Using all variables:
library(rpart)
library(rpart.plot)
library(dplyr)
##
## Attaching package: 'dplyr'
## The following object is masked from 'package:GGally':
##
## nasa
## The following object is masked from 'package:car':
##
## recode
## The following object is masked from 'package:MASS':
##
## select
## The following objects are masked from 'package:stats':
##
## filter, lag
## The following objects are masked from 'package:base':
##
## intersect, setdiff, setequal, union
library(tidyr)
##
## Attaching package: 'tidyr'
## The following object is masked from 'package:RCurl':
##
## complete
library(ggplot2)
library(partykit)
## Loading required package: grid
theme_set(theme_gray(base_size = 15))
data <- AD_full
tree <- rpart(TOTAL13 ~ ., data, method="anova")
prp(tree, nn.cex = 1)
Because TOTAL13 is the continuous variables, the average of each pair of consecutive values is used as splitting value the values.
print(tree$variable.importance)
## FDG HippoNV AV45 AGE
## 10003.6912 4668.3064 2725.7887 968.0736
FDG has the largest importance scores among all variables.
While cp controls the model complexity, the tree can be pruned with the prune function to minimize relative error by splitting the node. less-complex tree can be created by a larger cp. cp = 0.05 and then cp = 0.2 were used to compare the complexity of the decision tree model.
tree_0.05 <- prune(tree, cp = 0.05)
prp(tree_0.05, nn.cex = 1)
tree_0.1 <- prune(tree, cp = 0.2)
prp(tree_0.1, nn.cex = 1)
As cp value becomes larger, the size of decision tree becomes smaller.

▸ **DATASET CONTENT**:
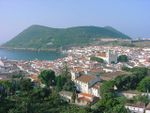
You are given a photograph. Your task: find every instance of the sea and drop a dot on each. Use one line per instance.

▸ **GIVEN REQUEST 1**:
Starting with "## Loading required" and going on through "print(tree$variable.importance)", rewrite the regression tree excerpt, swapping "TOTAL13" for "score".
▸ **GIVEN REQUEST 2**:
In the regression tree excerpt, which variable has the largest importance score?
▸ **GIVEN REQUEST 3**:
Please write the next part of the regression tree excerpt, picking up after its final sentence.
The data above are separate from the regression tree excerpt.

▸ **TASK ANSWER 1**:
## Loading required package: grid
theme_set(theme_gray(base_size = 15))
data <- AD_full
tree <- rpart(score ~ ., data, method="anova")
prp(tree, nn.cex = 1)
Because score is the continuous variables, the average of each pair of consecutive values is used as splitting value the values.
print(tree$variable.importance)

▸ **TASK ANSWER 2**:
FDG

▸ **TASK ANSWER 3**:
In order to find the adquate size of the nodes, we conducted further analysis on the model. We used the half of the data points for training a decision tree and the rest of them for testing. As training error and testing error can be calculated for each structure, the number of leaf nodes can be found and used for complexity measurement of the tree.
set.seed(1)
train_sample <- sample(nrow(data),floor( nrow(data)/2) )
errintrain <- NULL
errintest <- NULL
leaf.v <- NULL
for(i in seq(0.2,0,by=-0.005) ){
tree <- rpart( TOTAL13 ~ ., data = data[train_sample,], cp= i )
pred.train <- floor(predict(tree, data[train_sample,]))
pred.test <- floor(predict(tree, data[-train_sample,]))
current_error_train <- length(which(pred.train != data[train_sample,]$TOTAL13))/length(pred.train)
current_error_test <- length(which(pred.test != data[-train_sample,]$TOTAL13))/length(pred.test)
errintrain <- c(errintrain, current_error_train)
errintest <- c(errintest, current_error_test)
leaf.v <- c(leaf.v, length(which(tree$frame$var == "<leaf>")))
}
err.mat <- as.data.frame( cbind( train_err = errintrain, test_err = errintest , leaf_num = leaf.v ) )
err.mat$leaf_num <- as.factor( err.mat$leaf_num )
err.mat <- unique(err.mat)
err.mat <- err.mat %>% gather(type, error, train_err,test_err)
print(err.mat)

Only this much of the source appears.